Document section:

━━━

Phylogenetic Trees Tutorial

Investigate the evolutionary origins of HIV

Note: To complete the tutorial with the referenced data please download the tutorial and install in Geneious Prime.

In this tutorial, you will use Geneious to investigate the evolutionary origins of human immunodeficiency viruses (HIVs) using molecular phylogenetic tools. You will learn how to build a phylogenetic tree from a sequence alignment and how to view and manipulate the tree to answer questions on the origins of HIV-1.

Introduction: Human and Simian Immunodeficiency Viruses
Exercise 1: Phylogenetics – Build a Phylogeny of HIVs and SIVs
Exercise 2: Molecular Phylogenetics of HIVs and SIVs
Exercise 3: The Origin of the HIV-1 Pandemic

Introduction: Human and Simian Immunodeficiency Viruses

HIVs, the causes of acquired immune deficiency syndrome (AIDS), are closely related to simian (monkey and ape) immunodeficiency viruses (SIVs). These and other similar viruses are retroviruses. Retroviruses are characterised by their RNA genomes, which once inside a host cell, are reverse transcribed into DNA and then integrated into the host cell’s genome. The integrated viral genome is known as a provirus. You will be working with proviral DNA sequences.

The origins of HIVs were mysterious when these viruses were first discovered in the early 1980s. There are two types of HIVs. HIV type 1 (HIV-1) is more widespread and causes more severe disease than HIV type 2 (HIV-2). HIV-1 is also far more diverse than HIV-2. HIV-1 is classified into three major groups: M, N, and O. The viruses causing the AIDS pandemic (widespread epidemic) belong to Group M. Group M is subdivided into several subtypes. You will be analysing sequences from HIV-1 Group M Subtypes A, B, C, D, F, G, H, J, K. The HIV-1 viruses infecting people in North America, Europe and Australia are mostly from Group M Subtype B. All groups and subtypes of HIV-1 and HIV-2 are found in Africa.

━━━

Your tasks:
A) Name each of the major groups of HIV-1 given in the HIV phylogenetics tutorial.
B) Continue the HIV phylogenetics tutorial after its final sentence.
The material that comes next is separate from the HIV phylogenetics tutorial.

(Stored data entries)

━━━

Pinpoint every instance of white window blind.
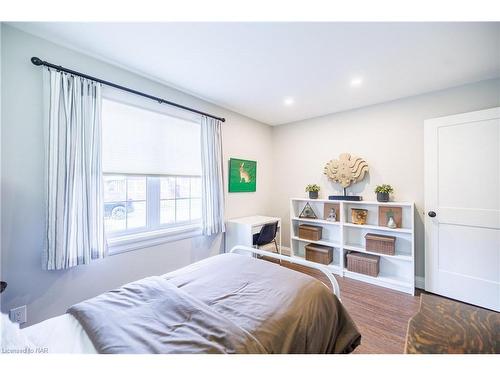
[102,99,201,176]
[102,99,202,250]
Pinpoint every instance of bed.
[23,246,360,354]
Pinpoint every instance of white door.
[425,108,500,311]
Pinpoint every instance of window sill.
[108,224,202,255]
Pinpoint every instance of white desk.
[226,215,281,254]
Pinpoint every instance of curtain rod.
[31,57,226,122]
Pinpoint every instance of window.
[102,99,201,251]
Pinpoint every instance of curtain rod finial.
[31,57,43,66]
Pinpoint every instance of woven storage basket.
[305,243,333,264]
[365,233,396,255]
[299,224,323,241]
[346,253,380,277]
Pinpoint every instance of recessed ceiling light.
[351,77,363,87]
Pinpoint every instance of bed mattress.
[25,254,360,353]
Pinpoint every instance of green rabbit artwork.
[229,159,257,193]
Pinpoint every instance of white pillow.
[0,314,34,354]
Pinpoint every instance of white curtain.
[44,70,106,270]
[201,116,225,236]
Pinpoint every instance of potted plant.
[306,184,321,199]
[375,184,394,202]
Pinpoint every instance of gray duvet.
[68,254,360,353]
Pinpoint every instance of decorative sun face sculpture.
[324,154,368,188]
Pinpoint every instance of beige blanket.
[68,254,360,353]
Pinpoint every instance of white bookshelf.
[290,198,415,295]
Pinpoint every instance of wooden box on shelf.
[346,252,380,277]
[323,203,340,222]
[378,206,403,228]
[299,224,323,241]
[365,233,396,255]
[305,243,333,264]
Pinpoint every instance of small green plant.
[375,184,394,194]
[306,184,321,193]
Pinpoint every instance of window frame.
[102,87,203,255]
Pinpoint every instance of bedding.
[24,254,360,353]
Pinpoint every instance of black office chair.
[253,221,279,253]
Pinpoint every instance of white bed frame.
[230,245,340,300]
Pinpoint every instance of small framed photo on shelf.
[323,203,340,221]
[378,206,403,228]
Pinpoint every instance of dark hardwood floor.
[336,277,420,354]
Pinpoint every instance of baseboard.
[415,276,425,289]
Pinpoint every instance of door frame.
[424,107,500,292]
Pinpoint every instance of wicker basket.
[346,252,380,277]
[299,224,323,241]
[305,243,333,264]
[365,233,396,255]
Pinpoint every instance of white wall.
[272,80,500,276]
[0,25,272,324]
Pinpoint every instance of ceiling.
[11,22,500,125]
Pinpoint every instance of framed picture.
[378,206,403,228]
[323,203,340,221]
[229,158,257,193]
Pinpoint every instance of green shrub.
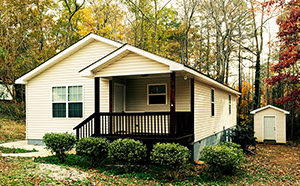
[200,143,244,174]
[76,137,109,161]
[150,143,190,170]
[231,126,256,153]
[220,142,241,149]
[43,133,76,162]
[108,139,147,165]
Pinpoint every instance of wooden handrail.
[73,112,193,139]
[73,113,96,130]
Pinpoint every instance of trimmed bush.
[200,143,244,174]
[76,137,109,160]
[150,143,190,170]
[43,133,76,162]
[220,142,241,149]
[108,139,147,165]
[231,126,256,154]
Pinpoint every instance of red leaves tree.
[266,0,300,139]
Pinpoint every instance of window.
[52,86,83,118]
[210,89,215,116]
[228,95,231,114]
[147,84,167,105]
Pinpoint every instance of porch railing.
[74,112,193,139]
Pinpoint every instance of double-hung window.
[147,84,167,105]
[52,86,83,118]
[228,95,231,114]
[210,89,215,116]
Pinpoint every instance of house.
[0,81,13,101]
[250,105,289,143]
[16,34,240,159]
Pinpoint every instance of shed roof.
[250,105,290,114]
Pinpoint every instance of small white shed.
[250,105,289,143]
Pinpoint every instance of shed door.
[264,116,275,140]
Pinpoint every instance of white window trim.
[113,83,126,112]
[50,84,84,120]
[262,115,278,141]
[210,88,216,117]
[147,83,168,105]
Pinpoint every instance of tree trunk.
[254,53,260,109]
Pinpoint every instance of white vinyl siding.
[194,80,236,141]
[254,108,286,143]
[96,52,170,77]
[26,41,115,139]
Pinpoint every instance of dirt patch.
[34,163,90,181]
[247,144,300,185]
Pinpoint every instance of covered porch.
[74,72,194,144]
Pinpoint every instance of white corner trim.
[15,34,122,84]
[250,105,290,114]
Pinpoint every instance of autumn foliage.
[266,0,300,110]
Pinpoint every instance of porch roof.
[79,44,240,95]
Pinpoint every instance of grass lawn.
[0,144,300,185]
[0,119,300,185]
[0,116,25,143]
[0,147,37,153]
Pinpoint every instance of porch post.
[108,80,113,134]
[170,72,176,136]
[190,78,195,140]
[94,77,100,135]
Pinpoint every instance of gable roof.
[250,105,290,114]
[16,33,122,84]
[79,44,240,95]
[16,33,240,95]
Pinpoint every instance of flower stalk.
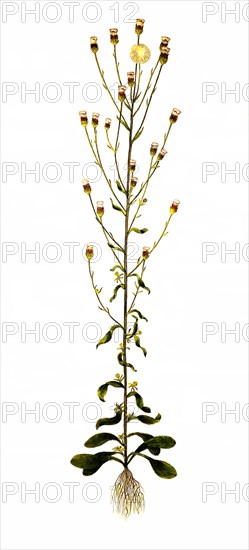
[71,19,181,518]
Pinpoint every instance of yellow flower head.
[130,44,150,63]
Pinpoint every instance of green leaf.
[117,351,137,372]
[136,414,162,424]
[117,351,124,366]
[110,198,125,216]
[96,411,122,430]
[110,284,124,302]
[71,451,115,472]
[110,264,124,271]
[134,334,147,357]
[147,435,176,449]
[137,275,150,294]
[139,454,177,479]
[127,391,151,412]
[128,432,160,460]
[84,432,121,449]
[96,325,119,348]
[98,380,124,401]
[127,316,138,339]
[116,180,126,195]
[130,309,148,321]
[132,128,143,143]
[135,435,176,454]
[130,227,149,234]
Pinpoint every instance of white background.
[1,0,248,550]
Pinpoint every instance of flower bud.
[169,199,180,214]
[79,111,88,126]
[109,29,119,45]
[82,178,92,195]
[97,201,105,218]
[130,44,150,63]
[131,177,138,189]
[118,86,126,102]
[90,36,99,53]
[127,71,135,88]
[169,107,181,124]
[159,46,170,65]
[130,160,136,172]
[159,36,170,51]
[157,149,168,161]
[85,244,94,260]
[150,141,158,157]
[92,113,99,128]
[105,118,112,130]
[135,19,144,35]
[142,246,150,260]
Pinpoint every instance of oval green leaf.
[84,432,121,449]
[139,454,177,479]
[98,380,124,401]
[96,412,122,430]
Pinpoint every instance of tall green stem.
[123,55,139,468]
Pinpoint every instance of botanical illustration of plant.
[71,19,181,517]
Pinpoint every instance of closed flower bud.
[82,178,92,195]
[79,111,88,126]
[109,29,119,44]
[142,246,150,260]
[169,107,181,124]
[160,36,170,51]
[169,199,180,214]
[130,160,136,172]
[86,244,94,260]
[159,46,170,65]
[97,201,105,218]
[135,19,144,35]
[105,118,112,130]
[157,149,168,160]
[131,177,138,189]
[118,86,126,101]
[150,141,158,157]
[92,113,99,128]
[130,44,150,63]
[127,71,135,88]
[90,36,99,53]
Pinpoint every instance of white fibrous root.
[112,468,145,518]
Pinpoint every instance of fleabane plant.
[71,19,181,517]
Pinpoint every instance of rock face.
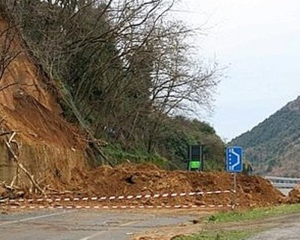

━━━

Activity answers:
A) M, N, O

B)
Both HIV-1 and HIV-2 are closely related to SIVs found in a variety of African primate species. This lead early on to researchers hypothesising that HIVs had jumped to humans from one or more African primate species. It was suggested that close contact between humans and monkeys that were kept as pets or hunted for food had allowed the SIVs to jump hosts. In this tutorial you will use molecular phylogenetics to determine the evolutionary relationships of HIVs and SIVs, and so determine from which African primates HIVs originated.

The Sequences

All retroviruses contain three large genes: gag, pol, and env. The gag gene codes for several structural proteins that form the viral particle (virion) capsid and perform other functions. The pol gene codes for several enzymes, including Reverse Transcriptase. We will be analysing env sequences, which are about 2.5 kilobases (Kb) long. The env gene codes for two viral envelope glycoproteins that are positioned on the virion surface and interact with host cell-surface receptors.

You will be analysing an alignment of 62 env sequences of HIV-1, HIV-2, and various SIVs. The alignment has been made for you because aligning this many long sequences can require considerable computation time.

Click the file ‘HIV_Alignment’ to open the provided alignment.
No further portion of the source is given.